— Task prompt —
Would you set down every entry shown below, precisely as written?

— Extracted information —
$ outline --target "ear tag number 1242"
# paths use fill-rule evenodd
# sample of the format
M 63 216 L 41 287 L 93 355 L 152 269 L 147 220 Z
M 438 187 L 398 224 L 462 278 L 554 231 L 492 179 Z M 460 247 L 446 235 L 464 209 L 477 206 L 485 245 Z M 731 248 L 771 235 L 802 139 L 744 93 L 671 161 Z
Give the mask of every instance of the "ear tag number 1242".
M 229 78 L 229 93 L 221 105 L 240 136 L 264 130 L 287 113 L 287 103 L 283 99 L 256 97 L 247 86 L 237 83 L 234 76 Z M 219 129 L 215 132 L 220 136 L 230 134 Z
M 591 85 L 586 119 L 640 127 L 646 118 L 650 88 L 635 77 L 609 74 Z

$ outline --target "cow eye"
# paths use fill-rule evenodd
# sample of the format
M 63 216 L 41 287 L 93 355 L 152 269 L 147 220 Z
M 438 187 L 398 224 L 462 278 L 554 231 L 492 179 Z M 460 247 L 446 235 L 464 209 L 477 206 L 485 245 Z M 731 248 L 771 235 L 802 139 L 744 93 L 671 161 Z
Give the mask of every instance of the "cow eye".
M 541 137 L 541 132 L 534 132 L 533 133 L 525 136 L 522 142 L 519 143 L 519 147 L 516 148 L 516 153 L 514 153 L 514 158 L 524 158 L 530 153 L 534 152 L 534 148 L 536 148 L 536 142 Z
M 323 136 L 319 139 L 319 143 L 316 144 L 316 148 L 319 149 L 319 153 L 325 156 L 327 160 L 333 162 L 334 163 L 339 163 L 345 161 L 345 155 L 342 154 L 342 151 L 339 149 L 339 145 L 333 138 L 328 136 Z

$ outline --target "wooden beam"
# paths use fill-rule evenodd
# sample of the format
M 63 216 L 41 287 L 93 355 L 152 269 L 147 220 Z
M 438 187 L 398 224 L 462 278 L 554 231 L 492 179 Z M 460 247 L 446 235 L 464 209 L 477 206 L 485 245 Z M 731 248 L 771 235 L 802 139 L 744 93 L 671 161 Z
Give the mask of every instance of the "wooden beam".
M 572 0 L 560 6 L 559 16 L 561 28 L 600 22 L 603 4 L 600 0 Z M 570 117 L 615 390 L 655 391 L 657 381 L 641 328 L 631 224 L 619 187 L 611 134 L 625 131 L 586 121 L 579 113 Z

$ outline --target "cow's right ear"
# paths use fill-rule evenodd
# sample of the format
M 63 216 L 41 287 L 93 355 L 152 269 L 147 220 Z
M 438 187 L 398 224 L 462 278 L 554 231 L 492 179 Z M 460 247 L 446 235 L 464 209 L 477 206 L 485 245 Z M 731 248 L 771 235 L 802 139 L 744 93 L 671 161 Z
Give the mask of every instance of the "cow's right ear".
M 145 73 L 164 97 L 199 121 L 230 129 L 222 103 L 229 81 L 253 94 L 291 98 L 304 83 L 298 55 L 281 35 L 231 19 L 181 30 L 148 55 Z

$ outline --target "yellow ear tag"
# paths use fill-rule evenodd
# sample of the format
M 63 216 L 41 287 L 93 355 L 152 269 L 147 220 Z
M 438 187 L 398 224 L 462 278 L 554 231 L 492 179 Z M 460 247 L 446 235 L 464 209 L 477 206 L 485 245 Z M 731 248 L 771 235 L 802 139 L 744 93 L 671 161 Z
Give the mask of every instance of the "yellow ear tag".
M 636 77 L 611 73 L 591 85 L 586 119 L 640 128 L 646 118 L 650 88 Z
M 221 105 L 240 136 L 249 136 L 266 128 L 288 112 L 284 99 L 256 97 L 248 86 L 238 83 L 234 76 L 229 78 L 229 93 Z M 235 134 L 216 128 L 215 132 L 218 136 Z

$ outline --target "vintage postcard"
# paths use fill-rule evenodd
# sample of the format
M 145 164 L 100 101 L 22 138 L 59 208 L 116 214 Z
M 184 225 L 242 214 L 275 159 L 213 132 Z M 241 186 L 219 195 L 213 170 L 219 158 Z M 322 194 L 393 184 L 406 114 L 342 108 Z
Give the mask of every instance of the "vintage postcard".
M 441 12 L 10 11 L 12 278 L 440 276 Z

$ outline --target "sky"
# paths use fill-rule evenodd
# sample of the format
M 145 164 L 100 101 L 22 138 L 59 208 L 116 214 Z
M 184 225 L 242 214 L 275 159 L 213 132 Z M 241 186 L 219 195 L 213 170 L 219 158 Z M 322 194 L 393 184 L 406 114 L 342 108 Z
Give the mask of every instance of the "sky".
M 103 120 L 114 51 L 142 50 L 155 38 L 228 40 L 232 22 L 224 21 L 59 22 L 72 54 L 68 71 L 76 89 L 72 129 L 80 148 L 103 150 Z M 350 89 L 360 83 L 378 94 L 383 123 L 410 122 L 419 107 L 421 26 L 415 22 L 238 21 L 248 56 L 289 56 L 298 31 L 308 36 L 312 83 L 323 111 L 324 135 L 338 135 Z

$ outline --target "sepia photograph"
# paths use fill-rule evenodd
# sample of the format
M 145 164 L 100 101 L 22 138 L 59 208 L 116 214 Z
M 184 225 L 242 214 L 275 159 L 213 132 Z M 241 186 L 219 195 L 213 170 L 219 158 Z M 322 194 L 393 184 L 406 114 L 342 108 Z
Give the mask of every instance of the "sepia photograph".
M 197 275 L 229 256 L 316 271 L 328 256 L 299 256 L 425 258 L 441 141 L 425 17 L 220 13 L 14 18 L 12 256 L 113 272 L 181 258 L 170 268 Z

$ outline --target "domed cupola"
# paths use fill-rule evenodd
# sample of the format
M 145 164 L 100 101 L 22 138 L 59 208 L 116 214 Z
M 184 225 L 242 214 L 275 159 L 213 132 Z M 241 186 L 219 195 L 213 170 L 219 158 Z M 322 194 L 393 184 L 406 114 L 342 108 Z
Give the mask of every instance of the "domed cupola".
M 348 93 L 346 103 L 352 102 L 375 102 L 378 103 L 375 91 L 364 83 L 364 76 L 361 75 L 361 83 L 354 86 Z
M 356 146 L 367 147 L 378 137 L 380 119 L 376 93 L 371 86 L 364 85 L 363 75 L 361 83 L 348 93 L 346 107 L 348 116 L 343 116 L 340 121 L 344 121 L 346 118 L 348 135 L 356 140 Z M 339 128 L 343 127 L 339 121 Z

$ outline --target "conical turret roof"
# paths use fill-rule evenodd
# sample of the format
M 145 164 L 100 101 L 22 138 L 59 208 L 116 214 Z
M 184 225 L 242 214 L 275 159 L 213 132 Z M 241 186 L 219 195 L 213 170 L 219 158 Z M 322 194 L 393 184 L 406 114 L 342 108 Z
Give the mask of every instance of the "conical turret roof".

— Answer to the task —
$ outline --target "ear tag number 1242"
# paths use fill-rule evenodd
# sample of the format
M 63 216 L 41 287 L 93 355 L 152 269 L 147 220 Z
M 438 187 L 398 224 L 462 278 L 554 231 L 492 179 Z M 460 247 L 446 235 L 464 209 L 477 206 L 485 245 Z M 731 248 L 771 235 L 802 139 L 744 93 L 671 161 Z
Give the mask of every instance of the "ear tag number 1242".
M 229 78 L 229 93 L 221 105 L 240 136 L 264 130 L 287 113 L 287 103 L 283 99 L 256 97 L 247 86 L 237 83 L 234 76 Z M 219 129 L 215 132 L 220 136 L 230 134 Z
M 591 85 L 586 119 L 640 127 L 646 118 L 650 88 L 635 77 L 609 74 Z

$ outline --target "cow eye"
# paths use fill-rule evenodd
# sample of the format
M 63 216 L 41 287 L 93 355 L 152 269 L 147 220 Z
M 438 187 L 398 224 L 462 278 L 554 231 L 492 179 Z M 460 247 L 446 235 L 464 209 L 477 206 L 485 245 Z M 731 248 L 771 235 L 802 139 L 744 93 L 671 161 Z
Give the mask of every instance of the "cow eye".
M 541 137 L 541 132 L 534 132 L 533 133 L 525 136 L 522 142 L 519 143 L 519 147 L 516 148 L 516 153 L 514 153 L 514 158 L 524 158 L 530 153 L 534 152 L 534 148 L 536 148 L 536 142 Z
M 323 136 L 319 139 L 319 143 L 316 144 L 316 148 L 319 149 L 319 153 L 325 156 L 327 160 L 333 162 L 334 163 L 339 163 L 345 161 L 345 155 L 342 154 L 342 151 L 339 149 L 339 145 L 333 138 L 328 136 Z

$ outline --target "wooden beam"
# paths use fill-rule evenodd
# sample of the format
M 63 216 L 41 287 L 93 355 L 152 269 L 147 220 Z
M 438 187 L 398 224 L 462 278 L 554 231 L 492 179 Z M 460 247 L 446 235 L 464 209 L 477 206 L 485 245 Z M 731 248 L 771 235 L 802 139 L 744 93 L 671 161 Z
Give the mask of every instance of the "wooden beam".
M 572 0 L 560 6 L 559 16 L 561 28 L 600 22 L 603 4 L 600 0 Z M 570 117 L 615 390 L 655 391 L 657 381 L 641 328 L 631 224 L 619 187 L 611 134 L 625 131 L 586 121 L 579 113 Z

$ outline --target "cow's right ear"
# paths use fill-rule evenodd
# sample of the format
M 63 216 L 41 287 L 93 355 L 152 269 L 147 220 Z
M 438 187 L 398 224 L 462 278 L 554 231 L 492 179 Z M 460 247 L 446 235 L 464 209 L 477 206 L 485 245 Z M 731 248 L 771 235 L 802 139 L 744 93 L 671 161 Z
Give the mask of every instance of the "cow's right ear".
M 145 73 L 164 97 L 199 121 L 230 129 L 222 103 L 229 81 L 253 94 L 291 98 L 304 83 L 298 55 L 281 35 L 231 19 L 181 30 L 148 55 Z

$ outline --target "yellow ear tag"
# paths use fill-rule evenodd
# sample of the format
M 63 216 L 41 287 L 93 355 L 152 269 L 147 220 Z
M 438 187 L 398 224 L 462 278 L 554 231 L 492 179 Z M 460 247 L 446 235 L 464 209 L 477 206 L 485 245 Z M 731 248 L 771 235 L 802 139 L 744 93 L 671 161 Z
Give the mask of every instance of the "yellow ear tag".
M 636 77 L 611 73 L 591 85 L 586 119 L 640 128 L 646 118 L 650 88 Z
M 221 105 L 240 136 L 249 136 L 266 128 L 288 112 L 284 99 L 256 97 L 248 86 L 238 83 L 234 76 L 229 78 L 229 93 Z M 235 134 L 216 128 L 215 132 L 218 136 Z

$ outline --target "vintage postcard"
# paths use fill-rule evenodd
# sample of the format
M 145 164 L 100 101 L 22 138 L 59 208 L 116 214 Z
M 184 225 L 242 214 L 275 159 L 213 132 Z M 241 186 L 219 195 L 213 170 L 219 158 Z M 322 194 L 393 184 L 406 114 L 342 108 Z
Give the mask of every instance of the "vintage postcard".
M 441 12 L 10 11 L 12 278 L 440 276 Z

$ outline --target "sky"
# paths use fill-rule evenodd
# sample of the format
M 145 164 L 100 101 L 22 138 L 59 208 L 116 214 Z
M 184 225 L 242 214 L 275 159 L 213 132 Z M 241 186 L 219 195 L 213 170 L 219 158 Z M 322 194 L 393 184 L 406 114 L 342 108 Z
Give the mask of every instance of the "sky".
M 103 120 L 114 51 L 142 50 L 155 38 L 228 40 L 232 22 L 224 21 L 59 22 L 72 54 L 68 71 L 76 89 L 72 129 L 80 148 L 103 150 Z M 350 89 L 360 83 L 378 94 L 383 123 L 410 122 L 419 107 L 421 26 L 415 22 L 238 21 L 248 56 L 289 56 L 298 31 L 308 36 L 312 83 L 323 111 L 324 135 L 338 135 Z

$ outline --target "sepia photograph"
# paths use fill-rule evenodd
# sample of the format
M 145 164 L 100 101 L 22 138 L 59 208 L 116 214 Z
M 184 225 L 242 214 L 275 159 L 213 132 Z M 241 186 L 219 195 L 213 170 L 219 158 Z M 322 194 L 393 184 L 406 114 L 342 108 Z
Give the mask of every instance of the "sepia photograph".
M 197 275 L 229 256 L 316 271 L 328 256 L 299 256 L 425 258 L 441 141 L 425 17 L 220 13 L 14 18 L 12 256 L 113 272 L 181 258 L 170 268 Z

$ outline --target "domed cupola"
# paths use fill-rule evenodd
# sample of the format
M 145 164 L 100 101 L 22 138 L 59 208 L 116 214 Z
M 184 225 L 242 214 L 275 159 L 213 132 Z M 241 186 L 219 195 L 213 170 L 219 158 Z M 322 194 L 393 184 L 406 114 L 342 108 Z
Give the mask of every instance of the "domed cupola".
M 348 93 L 346 103 L 352 102 L 375 102 L 378 103 L 375 91 L 364 83 L 364 76 L 361 75 L 361 83 L 354 86 Z
M 356 146 L 367 147 L 378 137 L 380 119 L 376 93 L 371 86 L 364 85 L 363 75 L 361 83 L 348 93 L 346 107 L 348 116 L 343 116 L 340 121 L 344 121 L 346 118 L 348 135 L 356 140 Z M 339 128 L 343 127 L 339 121 Z

$ outline --target "conical turret roof"
# paths use fill-rule evenodd
# sample of the format
M 145 164 L 100 101 L 22 138 L 59 208 L 116 214 Z
M 184 225 L 242 214 L 275 159 L 213 132 Z M 241 186 L 219 195 L 213 170 L 219 158 Z M 322 194 L 393 184 L 406 114 L 342 108 Z
Give the mask of every instance of the "conical turret roof".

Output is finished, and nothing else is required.